→ **Testo di riferimento**
◇ ◇ ◇ ◇ ◇ ◇ ◇

Sul punto, interessante si rivela essere la disciplina che il legislatore della riforma ha inteso conferire al contratto di lavoro degli atleti sportivi professionisti. L’art. 27 comma 2 del D.lgs. n. 36/2021, infatti, prevede che “il lavoro sportivo prestato dagli atleti come attività principale, ovvero prevalente, e continuativa, si presume oggetto di contratto di lavoro subordinato”. Esso – continua la norma al successivo comma 3 – “costituisce, tuttavia, oggetto di contratto di lavoro autonomo quando ricorra almeno uno dei seguenti requisiti: a) l’attività sia svolta nell’ambito di una singola manifestazione sportiva o di più manifestazioni tra loro collegate in un breve periodo di tempo; b) lo sportivo non sia contrattualmente vincolato per ciò che riguarda la frequenza a sedute di preparazione o allenamento; c) la prestazione che è oggetto del contratto, pur avendo carattere continuativo, non superi otto ore settimanali oppure cinque giorni ogni mese ovvero trenta giorni ogni anno”. Alla luce di quanto appena detto, emerge che l’art. 27 della riforma sportiva, in forza di presunzione di legge e a specifiche condizioni, rende inquadrabile nel lavoro subordinato solo il lavoro sportivo “prestato dagli atleti”. Se, quindi, per gli atleti vige una presunzione di legge, per i direttori di gara la natura subordinata del rapporto di lavoro dovrà prevedersi espressamente o desumersi secondo i criteri normativi applicabili. In assenza di tali circostanze, pertanto, il rapporto di lavoro sportivo degli arbitri rimarrebbe comunque inquadrato nell’alveo del lavoro autonomo.

In ragione dell’inserimento della figura del direttore di gara all’interno di quella del lavoratore sportivo, la disciplina assicurativa, previdenziale e fiscale, oltre che quella dei fondi di previdenza applicabile al lavoratore sportivo, troverà applicazione anche per i direttori di gara.

◇ ◇ ◇ ◇ ◇ ◇ ◇

→ **Elementi di dati**
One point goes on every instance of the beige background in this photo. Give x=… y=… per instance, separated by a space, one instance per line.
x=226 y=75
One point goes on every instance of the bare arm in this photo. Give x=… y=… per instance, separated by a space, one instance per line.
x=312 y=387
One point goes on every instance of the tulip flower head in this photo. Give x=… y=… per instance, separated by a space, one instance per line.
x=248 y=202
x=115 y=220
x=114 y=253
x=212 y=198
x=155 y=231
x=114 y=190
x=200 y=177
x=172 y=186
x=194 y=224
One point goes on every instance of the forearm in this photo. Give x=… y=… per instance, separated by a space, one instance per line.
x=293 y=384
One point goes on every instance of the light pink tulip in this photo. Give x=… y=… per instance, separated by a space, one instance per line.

◇ ◇ ◇ ◇ ◇ ◇ ◇

→ **Elenco dei compiti**
**1)** Riporta dal testo sul lavoro sportivo il tratto che va da "In ragione dell’inserimento" fino a "direttori di gara.".
**2)** Secondo il testo sul lavoro sportivo, quante ore settimanali non deve superare la prestazione perché il contratto dell'atleta sia di lavoro autonomo in base al requisito c)?

→ **Elenco delle risposte**
**1)**
In ragione dell’inserimento della figura del direttore di gara all’interno di quella del lavoratore sportivo, la disciplina assicurativa, previdenziale e fiscale, oltre che quella dei fondi di previdenza applicabile al lavoratore sportivo, troverà applicazione anche per i direttori di gara.

**2)** Otto ore settimanali.